→ **EXERCISE INSTRUCTIONS**:
Wherever an image appears in the entries, drop it and reproduce everything else exactly.

→ **RECORD SET**:
────────────────────────────────────────
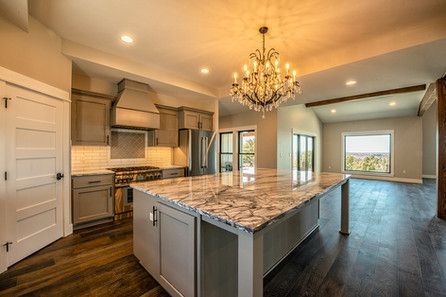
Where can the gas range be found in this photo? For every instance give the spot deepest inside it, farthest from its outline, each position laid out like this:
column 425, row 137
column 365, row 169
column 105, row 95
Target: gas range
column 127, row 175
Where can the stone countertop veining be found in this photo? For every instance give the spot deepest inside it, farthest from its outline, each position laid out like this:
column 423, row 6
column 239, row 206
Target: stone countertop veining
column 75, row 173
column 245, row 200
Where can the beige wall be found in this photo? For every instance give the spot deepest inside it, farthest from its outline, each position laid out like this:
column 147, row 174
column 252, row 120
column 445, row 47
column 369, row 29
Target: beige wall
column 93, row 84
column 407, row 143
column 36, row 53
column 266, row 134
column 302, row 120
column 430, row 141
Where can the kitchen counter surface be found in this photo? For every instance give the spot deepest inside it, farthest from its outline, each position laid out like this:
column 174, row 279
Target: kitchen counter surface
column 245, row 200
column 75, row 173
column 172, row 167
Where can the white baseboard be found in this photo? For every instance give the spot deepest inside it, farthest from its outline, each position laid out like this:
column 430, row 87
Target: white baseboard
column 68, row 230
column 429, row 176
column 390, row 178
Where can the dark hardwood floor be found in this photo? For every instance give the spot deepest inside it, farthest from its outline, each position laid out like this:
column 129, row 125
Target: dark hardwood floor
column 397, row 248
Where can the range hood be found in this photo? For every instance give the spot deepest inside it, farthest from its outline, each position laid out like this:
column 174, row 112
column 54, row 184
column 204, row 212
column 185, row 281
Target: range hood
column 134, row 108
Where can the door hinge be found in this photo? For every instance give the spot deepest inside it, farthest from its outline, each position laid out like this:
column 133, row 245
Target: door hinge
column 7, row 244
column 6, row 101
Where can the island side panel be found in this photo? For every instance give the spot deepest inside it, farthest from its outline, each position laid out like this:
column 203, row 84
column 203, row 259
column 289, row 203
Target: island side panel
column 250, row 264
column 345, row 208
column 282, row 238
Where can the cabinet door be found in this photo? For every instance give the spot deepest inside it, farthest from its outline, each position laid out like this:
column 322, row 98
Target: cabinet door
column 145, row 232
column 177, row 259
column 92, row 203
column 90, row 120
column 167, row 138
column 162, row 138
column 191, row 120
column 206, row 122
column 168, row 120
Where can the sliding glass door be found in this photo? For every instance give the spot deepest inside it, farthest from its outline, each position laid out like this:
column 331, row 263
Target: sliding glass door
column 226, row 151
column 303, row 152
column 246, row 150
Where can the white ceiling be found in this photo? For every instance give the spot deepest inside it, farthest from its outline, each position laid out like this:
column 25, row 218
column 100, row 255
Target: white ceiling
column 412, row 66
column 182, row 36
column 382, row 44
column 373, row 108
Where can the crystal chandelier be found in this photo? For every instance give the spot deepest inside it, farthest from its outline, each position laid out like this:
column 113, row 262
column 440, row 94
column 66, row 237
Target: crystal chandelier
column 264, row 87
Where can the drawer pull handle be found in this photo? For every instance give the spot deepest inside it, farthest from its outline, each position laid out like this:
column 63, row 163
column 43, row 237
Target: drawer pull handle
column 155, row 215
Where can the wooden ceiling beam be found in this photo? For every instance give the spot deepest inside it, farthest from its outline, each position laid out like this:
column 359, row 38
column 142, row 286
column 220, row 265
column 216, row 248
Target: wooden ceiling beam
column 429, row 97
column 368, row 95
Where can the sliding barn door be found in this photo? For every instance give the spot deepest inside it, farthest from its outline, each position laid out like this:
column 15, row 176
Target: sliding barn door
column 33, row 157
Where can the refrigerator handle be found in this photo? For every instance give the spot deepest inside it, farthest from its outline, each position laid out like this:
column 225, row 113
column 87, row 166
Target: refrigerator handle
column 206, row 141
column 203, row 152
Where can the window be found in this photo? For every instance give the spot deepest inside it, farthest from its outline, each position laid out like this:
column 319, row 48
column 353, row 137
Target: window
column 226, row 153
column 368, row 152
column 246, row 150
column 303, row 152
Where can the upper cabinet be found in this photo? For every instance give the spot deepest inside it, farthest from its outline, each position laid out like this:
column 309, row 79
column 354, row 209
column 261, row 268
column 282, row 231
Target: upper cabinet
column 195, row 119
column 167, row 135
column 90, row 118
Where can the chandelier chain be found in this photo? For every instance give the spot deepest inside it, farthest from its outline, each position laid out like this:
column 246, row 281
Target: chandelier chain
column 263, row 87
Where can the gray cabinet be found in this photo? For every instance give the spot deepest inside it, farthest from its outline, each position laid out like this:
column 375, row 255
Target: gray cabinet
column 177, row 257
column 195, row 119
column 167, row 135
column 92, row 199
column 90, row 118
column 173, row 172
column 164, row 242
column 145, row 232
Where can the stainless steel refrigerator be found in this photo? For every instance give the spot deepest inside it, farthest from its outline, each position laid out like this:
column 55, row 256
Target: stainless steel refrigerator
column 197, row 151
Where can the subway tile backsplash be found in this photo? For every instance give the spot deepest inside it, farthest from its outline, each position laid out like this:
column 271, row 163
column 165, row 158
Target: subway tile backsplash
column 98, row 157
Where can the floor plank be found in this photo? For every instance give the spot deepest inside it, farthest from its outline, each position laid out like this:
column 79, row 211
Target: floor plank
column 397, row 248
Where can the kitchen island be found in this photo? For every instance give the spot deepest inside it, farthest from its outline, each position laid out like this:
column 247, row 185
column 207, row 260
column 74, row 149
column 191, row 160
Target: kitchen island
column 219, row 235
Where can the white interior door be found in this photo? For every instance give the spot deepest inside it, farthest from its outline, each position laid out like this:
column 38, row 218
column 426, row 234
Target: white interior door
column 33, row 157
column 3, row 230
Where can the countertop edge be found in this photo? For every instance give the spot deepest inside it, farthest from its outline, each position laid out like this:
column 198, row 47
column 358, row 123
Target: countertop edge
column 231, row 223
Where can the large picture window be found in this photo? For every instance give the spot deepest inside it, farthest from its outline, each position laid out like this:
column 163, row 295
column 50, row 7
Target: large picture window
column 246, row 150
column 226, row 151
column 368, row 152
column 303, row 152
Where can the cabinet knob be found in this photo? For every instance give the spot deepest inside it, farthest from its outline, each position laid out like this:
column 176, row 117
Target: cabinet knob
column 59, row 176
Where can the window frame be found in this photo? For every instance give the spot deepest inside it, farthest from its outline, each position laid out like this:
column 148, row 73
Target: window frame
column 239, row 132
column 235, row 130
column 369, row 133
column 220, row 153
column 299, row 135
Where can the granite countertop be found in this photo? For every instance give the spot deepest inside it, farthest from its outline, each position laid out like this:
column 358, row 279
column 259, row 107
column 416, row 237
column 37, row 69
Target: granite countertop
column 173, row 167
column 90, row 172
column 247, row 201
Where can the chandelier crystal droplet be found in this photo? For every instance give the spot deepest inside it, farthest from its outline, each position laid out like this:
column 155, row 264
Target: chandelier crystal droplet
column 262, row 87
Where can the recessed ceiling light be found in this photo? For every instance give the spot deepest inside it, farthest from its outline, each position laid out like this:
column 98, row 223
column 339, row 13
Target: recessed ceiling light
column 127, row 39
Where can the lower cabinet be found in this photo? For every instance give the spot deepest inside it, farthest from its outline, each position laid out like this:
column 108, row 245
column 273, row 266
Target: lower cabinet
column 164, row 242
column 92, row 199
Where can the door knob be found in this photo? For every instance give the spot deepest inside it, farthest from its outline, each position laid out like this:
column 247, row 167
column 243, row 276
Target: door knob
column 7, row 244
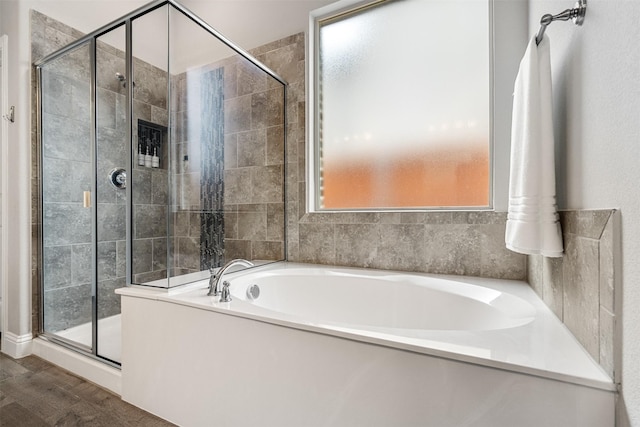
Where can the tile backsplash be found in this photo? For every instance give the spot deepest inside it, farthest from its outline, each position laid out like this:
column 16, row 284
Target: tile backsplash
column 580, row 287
────────────────────────────────────────
→ **OUTPUT FOR THIS TASK**:
Where can the gas range be found in this photo? For every instance give the spot deepest inside it, farthest from its outline, each position laid out like this:
column 425, row 137
column 365, row 169
column 105, row 95
Target: gas range
column 127, row 175
Where can the stone countertop veining be found in this photo? For every instance give the spot deepest inside it, farthest from its outline, each position laid out like this:
column 423, row 6
column 239, row 206
Target: stone countertop veining
column 75, row 173
column 245, row 200
Where can the beige wall be found in this photo? For every instance give the spot deepest inside it, farthest from its outline, each position laid out like this:
column 147, row 174
column 252, row 120
column 445, row 47
column 369, row 29
Target: beige wall
column 93, row 84
column 407, row 143
column 36, row 53
column 266, row 134
column 302, row 120
column 430, row 141
Where can the kitchen counter surface be found in this photo? For every instance give the spot deepest inside it, farthest from its outline, each position laid out like this:
column 174, row 279
Target: kitchen counter surface
column 245, row 200
column 75, row 173
column 172, row 167
Where can the white baseboard be found in this photo? For every instance give the spot deepest inside it, farthest from its outline, each position laid out like this:
column 430, row 87
Target: white baseboard
column 68, row 230
column 429, row 176
column 390, row 178
Where can the dark hardwood floor be found in this photo? For every instance give the spot deepest inside it, farthest from its outline, each position laid out like this:
column 129, row 125
Target: dark hardwood floor
column 397, row 248
Where can the range hood be found in this photo? For every instance give the spot deepest inside it, farthest from its outline, each position laid out like this:
column 174, row 112
column 54, row 184
column 204, row 212
column 185, row 281
Target: range hood
column 134, row 108
Where can the door hinge be found in this photo? For every instance give the spot deepest inside it, farthest from its outline, each position laid out like this:
column 133, row 245
Target: door hinge
column 7, row 244
column 6, row 101
Where can the island side panel be found in this photo? For every instance give the spot deepest inside it, farthest from its outline, each position laid out like this:
column 203, row 84
column 203, row 259
column 289, row 203
Target: island side panel
column 250, row 264
column 345, row 208
column 282, row 238
Where can the cabinet door be found in this photo? For every instance give the spot deepest inside it, farthest from its outline, each position laid out like this:
column 322, row 98
Target: cabinet door
column 145, row 232
column 177, row 259
column 92, row 203
column 90, row 120
column 167, row 138
column 162, row 138
column 191, row 120
column 206, row 122
column 168, row 120
Where can the sliding glass door be found in this photo? For every instance give the spot deepest inside it, farthest from its outline, each position laid out like this:
column 331, row 263
Target: sliding glass door
column 226, row 151
column 303, row 152
column 246, row 150
Where can the white ceiling be found in this photo? For every instance give the spot deepest inside it, farthest from its outline, each position laid out like this:
column 25, row 218
column 100, row 255
Target: white ceiling
column 412, row 66
column 182, row 36
column 382, row 44
column 373, row 108
Where can the crystal chandelier be found in this photo? For every instance give the spot deepest inside it, farthest from its outline, each position laid out like this:
column 113, row 262
column 440, row 94
column 66, row 237
Target: crystal chandelier
column 264, row 87
Where can the drawer pull handle be found in this photo? For every instance give the spot deepest inside it, farthest from its outline, each position laid out like this:
column 63, row 163
column 43, row 237
Target: drawer pull handle
column 155, row 215
Where can the wooden ceiling beam be found in this photo? For every instance give the spot deepest inside it, farthest from its outline, each position laid out like this:
column 359, row 38
column 142, row 286
column 220, row 265
column 216, row 248
Target: wooden ceiling beam
column 429, row 97
column 368, row 95
Where can the sliding barn door be found in this photo? For every instance give the spot deepest inside it, farthest from its outline, each position laid out like this:
column 15, row 176
Target: sliding barn door
column 33, row 157
Where can the refrigerator handle be found in this photo? For every instance give the spot deepest inside it, farthest from its outline, each position laid out like this:
column 225, row 113
column 87, row 166
Target: refrigerator handle
column 206, row 141
column 203, row 152
Where can the window be found in this photo? For every instance give the spot deepest inside it, farthest from its outline, each position laid out like this:
column 319, row 48
column 353, row 137
Target: window
column 226, row 153
column 368, row 152
column 246, row 150
column 303, row 152
Where can the upper cabinet be found in this photo? For every instance give the spot deepest inside it, farthest from its outline, each position laid out like this:
column 309, row 79
column 354, row 209
column 261, row 268
column 282, row 231
Target: upper cabinet
column 195, row 119
column 167, row 135
column 90, row 118
Where can the chandelier chain be found in this photo? For every instance give the spot deepest inside it, farthest from its outline, each position laid out like this:
column 246, row 281
Target: chandelier chain
column 263, row 87
Where can the gray cabinet be found in this photo? For every instance give the spot deepest inside it, farthest from its outline, each position laid out like this:
column 375, row 255
Target: gray cabinet
column 177, row 257
column 195, row 119
column 167, row 135
column 92, row 199
column 90, row 118
column 173, row 172
column 164, row 242
column 145, row 232
Where can the stainless steel refrigerator be found in this photo? For every instance give the spot deepest inside it, farthest from its outline, each position laid out like this:
column 55, row 256
Target: stainless steel refrigerator
column 197, row 151
Where can the subway tile backsplash be found in this photo? For every instance give the spot deepest inside it, farthest from its outline, each position laid out like this:
column 271, row 163
column 165, row 158
Target: subway tile backsplash
column 98, row 157
Where can the floor plank be found in this photo? For every instance give the spot deepest inside it, farthest from its outline, each position laid out like this:
column 79, row 211
Target: floor plank
column 397, row 248
Where can the kitchen island be found in this photo? For every instance give the spot deepest inside it, farthest from its outline, each position laid out like this:
column 247, row 185
column 207, row 260
column 74, row 149
column 191, row 160
Target: kitchen island
column 219, row 235
Where can the white interior door be found in this photo? For every instance give the spot deepest inside it, farthest from its outline, each position laid out like this:
column 38, row 218
column 426, row 234
Target: white interior door
column 33, row 157
column 3, row 230
Where can the countertop edge be found in this photo? For every instance give the spot deepest inside it, farthest from its outline, each position laid out like this:
column 198, row 47
column 358, row 123
Target: countertop edge
column 231, row 223
Where can the large picture window be found in this photo? For every instance give the spot deepest inside it, farthest from its outline, each position laid out like this:
column 163, row 295
column 50, row 7
Target: large picture window
column 246, row 150
column 226, row 151
column 368, row 152
column 303, row 152
Where can the cabinet knob be found in this photo? For every instance give the spot deepest inside it, farthest from its outline, each position laid out like this:
column 176, row 117
Target: cabinet knob
column 59, row 176
Where can the window frame be found in this photo? For every instance give the spot deepest inside it, farthest from its outline, each position laid out like this:
column 148, row 73
Target: window frame
column 239, row 132
column 235, row 130
column 369, row 133
column 220, row 153
column 299, row 135
Where can the granite countertop be found in this photo? For every instance give the spot deepest inside it, farthest from its outline, each position laid out like this:
column 358, row 279
column 259, row 107
column 416, row 237
column 37, row 69
Target: granite countertop
column 173, row 167
column 90, row 172
column 247, row 201
Where can the chandelier crystal droplet be found in this photo? For every instance give the spot deepest inside it, farthest from its outline, each position laid out like this:
column 155, row 264
Target: chandelier crystal droplet
column 262, row 87
Where can the recessed ceiling light be found in this photo? For every instance give the spot deepest inside it, farthest from its outline, each position laid out like this:
column 98, row 223
column 339, row 13
Target: recessed ceiling light
column 127, row 39
Where can the lower cabinet be found in this photo? For every instance give the spot deepest inside it, farthest from its outline, each position laid out like this:
column 108, row 245
column 273, row 266
Target: lower cabinet
column 164, row 242
column 92, row 199
Where can the door knob be found in this photo? For every instance give the spot deepest inside it, farthest from its outline, each position laid out like this:
column 247, row 167
column 243, row 276
Target: door knob
column 7, row 244
Where can the tile backsplash be found in this photo? For every instance give the spot deepest inside it, farthest from its outline, each position laid out like this:
column 16, row 284
Target: tile backsplash
column 580, row 287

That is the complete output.